**Assignment**
No pictures, nothing altered: return the data below.

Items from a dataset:
====

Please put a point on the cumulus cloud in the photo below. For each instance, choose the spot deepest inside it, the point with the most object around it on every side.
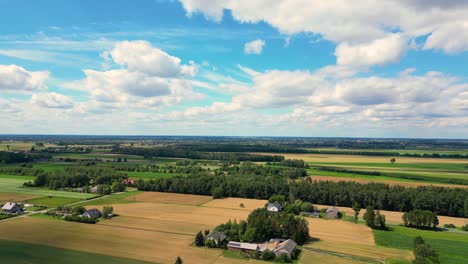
(254, 47)
(350, 21)
(52, 100)
(14, 78)
(141, 56)
(378, 52)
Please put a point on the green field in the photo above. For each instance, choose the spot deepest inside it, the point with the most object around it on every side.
(19, 252)
(53, 201)
(452, 247)
(149, 175)
(16, 186)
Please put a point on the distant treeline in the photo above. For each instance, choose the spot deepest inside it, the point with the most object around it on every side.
(74, 177)
(180, 152)
(245, 183)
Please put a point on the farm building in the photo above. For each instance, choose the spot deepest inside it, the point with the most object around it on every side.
(274, 207)
(92, 213)
(332, 212)
(242, 247)
(216, 236)
(11, 208)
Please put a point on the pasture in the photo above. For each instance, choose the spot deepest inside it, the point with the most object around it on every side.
(452, 247)
(16, 186)
(170, 198)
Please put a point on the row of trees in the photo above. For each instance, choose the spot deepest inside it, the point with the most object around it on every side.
(420, 219)
(240, 181)
(262, 225)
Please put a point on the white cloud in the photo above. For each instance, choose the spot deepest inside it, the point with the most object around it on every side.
(14, 78)
(350, 21)
(379, 52)
(254, 47)
(52, 100)
(141, 56)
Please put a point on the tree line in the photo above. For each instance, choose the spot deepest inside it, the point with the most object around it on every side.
(252, 182)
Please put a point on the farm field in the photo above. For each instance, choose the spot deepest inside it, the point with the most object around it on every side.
(5, 197)
(234, 203)
(452, 247)
(395, 217)
(390, 181)
(15, 186)
(19, 252)
(170, 198)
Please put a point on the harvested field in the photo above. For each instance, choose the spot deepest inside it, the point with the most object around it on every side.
(361, 250)
(320, 158)
(234, 203)
(340, 231)
(184, 214)
(16, 197)
(309, 257)
(395, 217)
(401, 183)
(122, 242)
(170, 198)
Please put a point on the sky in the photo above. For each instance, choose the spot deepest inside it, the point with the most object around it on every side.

====

**Solution for this task**
Please put a point on the cumulus cloud in the photo below. For each instance, choose the spot deepest inside it, the point with the most object around it on every side.
(254, 47)
(350, 21)
(52, 100)
(14, 78)
(141, 56)
(378, 52)
Please put a point on the green field in the photo above. For each instance, choose the spot deepest inside it, the point with the most object around it on every side.
(19, 252)
(53, 201)
(452, 247)
(149, 175)
(16, 186)
Please put a point on the distant treeline in the photo above. For each instance, choose the spot deepest inside it, the point with the most object around it on every side.
(74, 177)
(180, 152)
(245, 183)
Please put a point on the farm building in the photo above. For each instance, choose the spot deepest inside it, the point with the most object around it on every side.
(274, 207)
(92, 213)
(332, 212)
(242, 247)
(216, 236)
(11, 208)
Please put a point on the pasture in the photo above. For each instance, choose the spot deepest inside it, the point with the most object around it on every side.
(452, 247)
(16, 186)
(170, 198)
Please put a point on the row of trees in the photo above. For each instance, choose the spot deepest inside it, the point with the most object around it on every side.
(420, 219)
(240, 181)
(262, 225)
Please put a point on the white cloud in the photo above. For each instance, choose the spot deepest inside it, the point with the most object around it on every side.
(14, 78)
(350, 21)
(379, 52)
(254, 47)
(52, 100)
(141, 56)
Please put a point on the tree line in the photo above. For each instance, choose the spot deepest inside it, the point with the most object around it on every side.
(252, 182)
Please put a point on the farm field in the photo above. For each instance, choose the spot deepest inside it, the point with the most object around it on every side.
(5, 197)
(234, 203)
(452, 247)
(395, 217)
(390, 181)
(15, 186)
(19, 252)
(170, 198)
Please put a point on the harvested field in the photo above. For each instance, choose the spot deepest inside it, the point with the most object around it on every side.
(361, 250)
(320, 158)
(234, 203)
(340, 231)
(184, 214)
(16, 197)
(309, 257)
(395, 217)
(401, 183)
(122, 242)
(170, 198)
Please put a point on the sky in the photo above. For each instance, choose the spot deepest inside it, the point with the most object around it on every side.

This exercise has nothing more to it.